#### [What you will do]
Only a number is wanted here, namely how many lines of the data contain the string "window".

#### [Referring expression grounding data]
+--

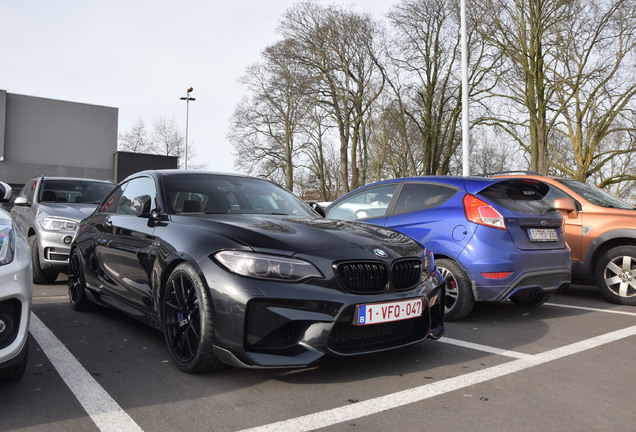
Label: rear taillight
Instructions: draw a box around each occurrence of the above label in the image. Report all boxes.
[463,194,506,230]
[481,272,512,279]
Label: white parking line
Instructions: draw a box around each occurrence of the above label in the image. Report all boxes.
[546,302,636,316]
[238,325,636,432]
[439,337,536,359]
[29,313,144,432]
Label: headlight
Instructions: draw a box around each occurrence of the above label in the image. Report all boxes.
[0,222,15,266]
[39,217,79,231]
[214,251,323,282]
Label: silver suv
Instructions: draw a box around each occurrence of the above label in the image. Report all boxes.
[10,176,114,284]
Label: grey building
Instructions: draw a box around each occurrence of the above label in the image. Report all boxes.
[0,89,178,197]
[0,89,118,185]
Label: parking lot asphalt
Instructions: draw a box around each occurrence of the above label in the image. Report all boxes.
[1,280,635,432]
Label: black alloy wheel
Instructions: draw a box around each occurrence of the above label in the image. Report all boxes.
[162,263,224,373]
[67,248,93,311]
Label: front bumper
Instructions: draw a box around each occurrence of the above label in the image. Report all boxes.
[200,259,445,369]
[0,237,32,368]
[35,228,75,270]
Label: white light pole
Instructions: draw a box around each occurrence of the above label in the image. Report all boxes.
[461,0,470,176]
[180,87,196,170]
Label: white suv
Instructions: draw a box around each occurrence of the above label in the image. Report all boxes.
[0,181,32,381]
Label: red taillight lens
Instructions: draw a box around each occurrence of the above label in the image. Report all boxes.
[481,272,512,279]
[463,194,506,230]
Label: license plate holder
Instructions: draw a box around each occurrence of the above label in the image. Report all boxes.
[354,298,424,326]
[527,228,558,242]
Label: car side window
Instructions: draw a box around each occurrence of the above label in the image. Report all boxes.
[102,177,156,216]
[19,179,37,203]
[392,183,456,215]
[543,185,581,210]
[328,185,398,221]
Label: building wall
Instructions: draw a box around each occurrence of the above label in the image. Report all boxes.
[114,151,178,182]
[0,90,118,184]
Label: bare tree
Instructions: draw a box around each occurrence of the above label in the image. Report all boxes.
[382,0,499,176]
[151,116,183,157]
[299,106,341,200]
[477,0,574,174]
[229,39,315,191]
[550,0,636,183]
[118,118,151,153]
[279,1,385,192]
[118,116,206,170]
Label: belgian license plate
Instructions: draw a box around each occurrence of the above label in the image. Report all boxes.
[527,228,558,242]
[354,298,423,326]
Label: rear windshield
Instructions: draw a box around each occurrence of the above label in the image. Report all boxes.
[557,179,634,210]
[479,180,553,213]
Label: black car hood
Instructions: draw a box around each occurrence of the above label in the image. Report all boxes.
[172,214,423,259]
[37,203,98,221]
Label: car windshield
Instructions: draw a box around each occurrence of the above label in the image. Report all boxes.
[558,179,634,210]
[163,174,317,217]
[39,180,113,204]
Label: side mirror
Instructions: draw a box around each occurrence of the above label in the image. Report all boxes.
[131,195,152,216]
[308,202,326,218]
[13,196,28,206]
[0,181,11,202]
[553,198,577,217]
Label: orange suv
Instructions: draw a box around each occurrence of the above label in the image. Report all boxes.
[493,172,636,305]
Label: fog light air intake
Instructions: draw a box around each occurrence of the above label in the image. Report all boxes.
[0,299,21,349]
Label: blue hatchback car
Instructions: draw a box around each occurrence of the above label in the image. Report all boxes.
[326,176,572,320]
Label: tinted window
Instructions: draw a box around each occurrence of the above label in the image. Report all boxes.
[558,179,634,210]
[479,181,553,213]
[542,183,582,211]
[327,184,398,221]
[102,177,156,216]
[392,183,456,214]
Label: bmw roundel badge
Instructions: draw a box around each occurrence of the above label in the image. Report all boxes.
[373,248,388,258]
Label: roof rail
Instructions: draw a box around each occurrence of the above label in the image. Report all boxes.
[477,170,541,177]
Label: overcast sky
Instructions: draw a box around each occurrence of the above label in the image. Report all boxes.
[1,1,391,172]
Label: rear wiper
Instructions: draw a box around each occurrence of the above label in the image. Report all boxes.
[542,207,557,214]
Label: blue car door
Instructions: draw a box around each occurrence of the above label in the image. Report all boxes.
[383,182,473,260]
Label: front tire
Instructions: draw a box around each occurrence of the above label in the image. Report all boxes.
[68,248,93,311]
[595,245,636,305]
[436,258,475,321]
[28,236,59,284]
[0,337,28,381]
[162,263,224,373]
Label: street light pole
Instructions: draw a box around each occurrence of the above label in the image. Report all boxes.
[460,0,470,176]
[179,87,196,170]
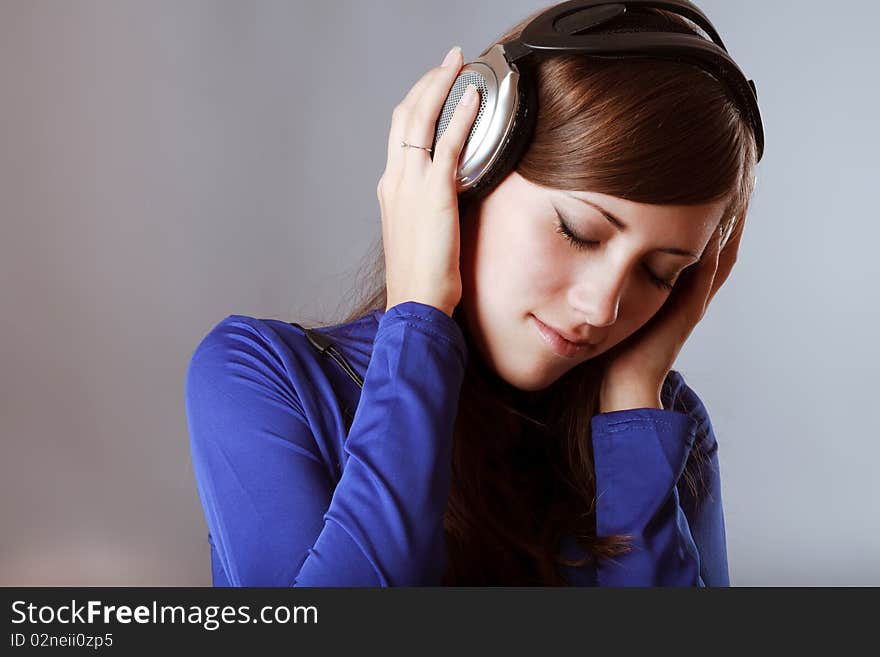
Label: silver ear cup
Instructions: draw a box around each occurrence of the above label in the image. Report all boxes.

+--

#### [Answer section]
2